Задача A:
Перепечатайте без изменений строки записей от строки, содержащей «molding, one per instance», до последней строки записей включительно.
━━━━
Не вникая в другие исторические детали более раннего формирования культурного самосознания предков таджиков, подытожу сказанное следующим образом. Архетипы и детерминанты базовой культуры праздника Навруз выросли на духовной почве очень древней и пестрой истории становления таджикского менталитета.
Отсюда изначально присущие Наврузу ряд характерных культурно-исторических черт, которые – не будь это сказано в обиду другим и тем более не в укор всем остальным – в целокупности превращают наш новогодний народный праздник в поистине уникальное мировое явление. Опять-таки, пусть это не воспримут как национальную апологию, если при описании характерных черт Навруза и его культуры будет употреблен эпитет «самый» или «наиболее». В интересующем меня аспекте следует особо выделить две из этих черт, которые гармонируют с всечеловеческими идеалами Организации Объединенных Наций.
Первая: Навруз – самый универсальный среди всех известных народных праздников: и по природной основе, и по культурным архетипам, и по эсхатологическим ожиданиям. Универсальность Навруза как природного явления очевидна: за начало нового года принят момент первого восхода Солнца после астрономического равноденствия, которое отражено во всех известных системах солнечного летоисчисления (от календаря Майя до «эры Джалали», созданной Хайямом).
Конечно, Навруз, как и любой другой народный праздник, отражает архетипы и инварианты культуры этноса-творца, включая его религиозно-нравственные нормы и историософские идеалы. В этом качестве культура Навруза представляет собой духовное зеркало земледельческой цивилизации восточно-арийских народов. Вместе тем, однако, базовая культура Навруза не была этноцентристской ни по своим историческим истокам и ни по своей духовной сути. Ее выдающимся деятелям, выросшим в столь открытой для внешнего воздействия цивилизационной среде, были абсолютно чужды идеи, выражаясь по-современному, культурного национализма, равно как и культурного нигилизма.
Главное же в культуре Навруза состоит в том, что ей не свойственно особое выделение субъекта праздника, скажем, в качестве богоизбранной общины, богоносного народа или, как теперь говорят, исключительной нации. Это исконно арийский праздник по своему происхождению, но он установлен не для одних арийцев, а эти последние не наделены какими-либо особыми богоданными преимуществами перед другими народами.
━━━━
Задача B:
Какой момент, согласно тексту о Наврузе, принят за начало нового года?

Строки данных:
━━━━
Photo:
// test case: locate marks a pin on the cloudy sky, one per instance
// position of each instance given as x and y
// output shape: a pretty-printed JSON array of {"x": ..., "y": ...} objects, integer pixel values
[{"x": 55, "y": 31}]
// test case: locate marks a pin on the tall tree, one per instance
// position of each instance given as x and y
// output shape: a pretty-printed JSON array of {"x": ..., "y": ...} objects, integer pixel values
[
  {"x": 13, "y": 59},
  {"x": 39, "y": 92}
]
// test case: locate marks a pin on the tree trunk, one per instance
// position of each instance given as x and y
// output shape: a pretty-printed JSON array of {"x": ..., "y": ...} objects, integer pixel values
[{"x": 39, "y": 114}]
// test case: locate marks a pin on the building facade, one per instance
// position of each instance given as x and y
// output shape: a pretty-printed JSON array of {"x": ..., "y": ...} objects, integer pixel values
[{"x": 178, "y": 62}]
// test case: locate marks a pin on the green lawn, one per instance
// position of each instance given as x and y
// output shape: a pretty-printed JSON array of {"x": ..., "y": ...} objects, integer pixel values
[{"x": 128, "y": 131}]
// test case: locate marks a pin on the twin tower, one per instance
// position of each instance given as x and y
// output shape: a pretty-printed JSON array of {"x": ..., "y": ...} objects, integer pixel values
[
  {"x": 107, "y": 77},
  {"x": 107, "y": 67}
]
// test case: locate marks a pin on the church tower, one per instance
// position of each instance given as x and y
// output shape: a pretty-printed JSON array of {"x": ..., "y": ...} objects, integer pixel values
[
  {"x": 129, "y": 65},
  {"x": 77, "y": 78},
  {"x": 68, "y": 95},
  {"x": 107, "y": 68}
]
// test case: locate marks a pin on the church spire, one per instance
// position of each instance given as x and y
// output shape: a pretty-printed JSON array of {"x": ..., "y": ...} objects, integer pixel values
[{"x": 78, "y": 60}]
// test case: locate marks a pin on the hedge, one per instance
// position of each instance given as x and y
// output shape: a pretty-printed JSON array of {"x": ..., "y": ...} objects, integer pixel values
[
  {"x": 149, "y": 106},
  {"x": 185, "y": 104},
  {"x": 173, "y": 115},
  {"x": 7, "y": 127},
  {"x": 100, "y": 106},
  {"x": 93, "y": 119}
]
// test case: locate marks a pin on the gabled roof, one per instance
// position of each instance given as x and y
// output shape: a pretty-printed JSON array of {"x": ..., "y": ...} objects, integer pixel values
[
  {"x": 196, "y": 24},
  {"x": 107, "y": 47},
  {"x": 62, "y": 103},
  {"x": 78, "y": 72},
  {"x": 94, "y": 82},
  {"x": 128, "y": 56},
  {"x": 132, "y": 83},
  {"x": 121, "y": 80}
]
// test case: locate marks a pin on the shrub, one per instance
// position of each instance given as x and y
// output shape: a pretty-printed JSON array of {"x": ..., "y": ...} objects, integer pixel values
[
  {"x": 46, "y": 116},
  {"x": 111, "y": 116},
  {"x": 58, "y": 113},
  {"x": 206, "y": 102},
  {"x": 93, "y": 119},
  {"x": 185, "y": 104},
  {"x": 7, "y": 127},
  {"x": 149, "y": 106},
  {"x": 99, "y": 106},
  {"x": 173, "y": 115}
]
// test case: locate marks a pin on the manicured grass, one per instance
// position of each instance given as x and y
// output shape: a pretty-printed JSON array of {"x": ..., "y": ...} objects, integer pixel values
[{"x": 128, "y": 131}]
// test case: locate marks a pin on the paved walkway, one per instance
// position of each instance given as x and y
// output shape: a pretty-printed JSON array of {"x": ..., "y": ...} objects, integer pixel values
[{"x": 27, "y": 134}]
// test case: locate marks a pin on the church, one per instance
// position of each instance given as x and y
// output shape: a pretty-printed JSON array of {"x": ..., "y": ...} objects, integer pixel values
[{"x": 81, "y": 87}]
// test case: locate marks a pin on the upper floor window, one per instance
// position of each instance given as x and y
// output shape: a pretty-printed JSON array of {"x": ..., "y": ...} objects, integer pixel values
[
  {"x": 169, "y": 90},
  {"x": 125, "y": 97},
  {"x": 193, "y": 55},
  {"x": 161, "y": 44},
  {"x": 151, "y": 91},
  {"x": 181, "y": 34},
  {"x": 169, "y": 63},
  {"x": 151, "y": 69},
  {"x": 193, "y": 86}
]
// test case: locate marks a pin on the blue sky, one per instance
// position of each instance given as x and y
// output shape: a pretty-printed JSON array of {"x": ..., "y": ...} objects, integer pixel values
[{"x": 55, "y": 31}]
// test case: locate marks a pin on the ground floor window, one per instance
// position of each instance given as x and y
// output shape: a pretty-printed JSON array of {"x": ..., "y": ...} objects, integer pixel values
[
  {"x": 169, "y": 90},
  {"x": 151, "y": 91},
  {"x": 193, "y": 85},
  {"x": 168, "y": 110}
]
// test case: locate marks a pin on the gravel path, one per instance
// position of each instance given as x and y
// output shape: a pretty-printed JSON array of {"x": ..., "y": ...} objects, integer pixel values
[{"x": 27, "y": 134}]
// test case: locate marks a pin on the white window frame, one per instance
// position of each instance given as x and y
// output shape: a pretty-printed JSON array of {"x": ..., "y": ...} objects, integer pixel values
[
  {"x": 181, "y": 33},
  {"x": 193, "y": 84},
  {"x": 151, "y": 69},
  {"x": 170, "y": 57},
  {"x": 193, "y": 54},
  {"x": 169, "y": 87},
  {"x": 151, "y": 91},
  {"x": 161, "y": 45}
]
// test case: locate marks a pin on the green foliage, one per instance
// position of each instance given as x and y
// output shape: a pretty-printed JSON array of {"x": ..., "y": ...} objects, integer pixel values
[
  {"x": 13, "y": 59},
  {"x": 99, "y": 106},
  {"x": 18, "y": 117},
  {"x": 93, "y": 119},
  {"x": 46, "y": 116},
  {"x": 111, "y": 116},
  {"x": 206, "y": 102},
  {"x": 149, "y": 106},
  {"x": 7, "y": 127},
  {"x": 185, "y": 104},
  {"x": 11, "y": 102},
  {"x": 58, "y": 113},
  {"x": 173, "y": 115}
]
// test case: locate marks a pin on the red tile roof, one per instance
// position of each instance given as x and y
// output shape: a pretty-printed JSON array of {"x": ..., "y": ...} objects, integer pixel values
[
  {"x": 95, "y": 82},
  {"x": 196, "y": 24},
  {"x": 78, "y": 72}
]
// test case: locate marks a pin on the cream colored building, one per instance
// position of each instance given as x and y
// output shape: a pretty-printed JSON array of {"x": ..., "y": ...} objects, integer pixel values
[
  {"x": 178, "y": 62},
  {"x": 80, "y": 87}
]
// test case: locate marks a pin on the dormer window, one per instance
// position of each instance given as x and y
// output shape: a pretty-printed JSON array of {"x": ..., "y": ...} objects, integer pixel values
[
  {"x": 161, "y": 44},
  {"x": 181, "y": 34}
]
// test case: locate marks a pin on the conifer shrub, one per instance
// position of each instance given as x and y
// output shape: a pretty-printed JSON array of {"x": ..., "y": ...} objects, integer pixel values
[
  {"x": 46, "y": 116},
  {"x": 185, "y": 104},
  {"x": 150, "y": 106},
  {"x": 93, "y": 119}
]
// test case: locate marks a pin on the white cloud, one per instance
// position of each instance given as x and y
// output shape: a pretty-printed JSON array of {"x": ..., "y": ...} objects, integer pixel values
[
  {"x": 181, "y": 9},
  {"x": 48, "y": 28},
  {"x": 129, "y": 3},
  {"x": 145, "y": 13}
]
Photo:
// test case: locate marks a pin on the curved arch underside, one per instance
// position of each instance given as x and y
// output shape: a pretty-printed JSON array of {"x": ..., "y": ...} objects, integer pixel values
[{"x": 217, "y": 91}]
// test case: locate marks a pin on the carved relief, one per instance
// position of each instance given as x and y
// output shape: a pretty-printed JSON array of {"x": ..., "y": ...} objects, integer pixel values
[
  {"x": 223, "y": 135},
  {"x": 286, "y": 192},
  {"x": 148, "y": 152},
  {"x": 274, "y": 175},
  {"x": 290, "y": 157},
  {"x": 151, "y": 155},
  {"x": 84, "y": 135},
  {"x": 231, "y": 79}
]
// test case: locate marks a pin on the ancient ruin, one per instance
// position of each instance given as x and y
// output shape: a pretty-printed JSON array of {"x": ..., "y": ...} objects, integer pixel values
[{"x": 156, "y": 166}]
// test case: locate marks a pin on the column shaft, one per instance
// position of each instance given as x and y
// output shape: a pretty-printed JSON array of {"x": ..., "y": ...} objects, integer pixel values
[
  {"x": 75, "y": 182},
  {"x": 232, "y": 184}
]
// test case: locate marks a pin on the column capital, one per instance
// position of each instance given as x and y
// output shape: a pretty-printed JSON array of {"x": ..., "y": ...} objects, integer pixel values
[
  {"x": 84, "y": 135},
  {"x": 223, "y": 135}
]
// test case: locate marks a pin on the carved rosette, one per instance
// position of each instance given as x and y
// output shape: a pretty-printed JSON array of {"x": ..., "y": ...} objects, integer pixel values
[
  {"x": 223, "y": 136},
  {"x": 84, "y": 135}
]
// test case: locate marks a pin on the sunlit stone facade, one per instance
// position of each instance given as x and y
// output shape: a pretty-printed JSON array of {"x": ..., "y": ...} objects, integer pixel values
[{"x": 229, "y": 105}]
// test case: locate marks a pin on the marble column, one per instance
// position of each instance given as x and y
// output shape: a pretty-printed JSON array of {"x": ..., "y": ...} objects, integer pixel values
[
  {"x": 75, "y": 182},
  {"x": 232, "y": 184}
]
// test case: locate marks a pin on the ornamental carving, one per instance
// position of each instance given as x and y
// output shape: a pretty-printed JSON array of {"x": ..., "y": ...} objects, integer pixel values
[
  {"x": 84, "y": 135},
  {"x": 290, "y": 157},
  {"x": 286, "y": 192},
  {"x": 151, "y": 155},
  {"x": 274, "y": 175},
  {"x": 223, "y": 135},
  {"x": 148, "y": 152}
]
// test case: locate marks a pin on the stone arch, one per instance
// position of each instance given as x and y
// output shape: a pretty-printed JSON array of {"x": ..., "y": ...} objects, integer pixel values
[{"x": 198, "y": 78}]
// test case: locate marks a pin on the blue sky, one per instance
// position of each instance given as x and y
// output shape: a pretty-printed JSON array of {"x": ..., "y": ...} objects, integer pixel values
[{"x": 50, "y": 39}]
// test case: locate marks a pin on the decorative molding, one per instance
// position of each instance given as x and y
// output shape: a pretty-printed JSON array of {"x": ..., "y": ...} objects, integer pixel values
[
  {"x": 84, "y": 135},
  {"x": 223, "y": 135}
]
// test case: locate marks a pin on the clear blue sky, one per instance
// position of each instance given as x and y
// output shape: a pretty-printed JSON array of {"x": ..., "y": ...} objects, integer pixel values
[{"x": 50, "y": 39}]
━━━━
Готовый ответ A:
// test case: locate marks a pin on the decorative molding, one per instance
// position of each instance given as x and y
// output shape: a pretty-printed JSON array of {"x": ..., "y": ...} objects, integer pixel values
[
  {"x": 84, "y": 135},
  {"x": 223, "y": 135}
]
// test case: locate marks a pin on the clear blue sky, one per instance
// position of each instance given as x and y
// output shape: a pretty-printed JSON array of {"x": ..., "y": ...} objects, integer pixel values
[{"x": 50, "y": 39}]

Готовый ответ B:
Момент первого восхода Солнца после астрономического равноденствия.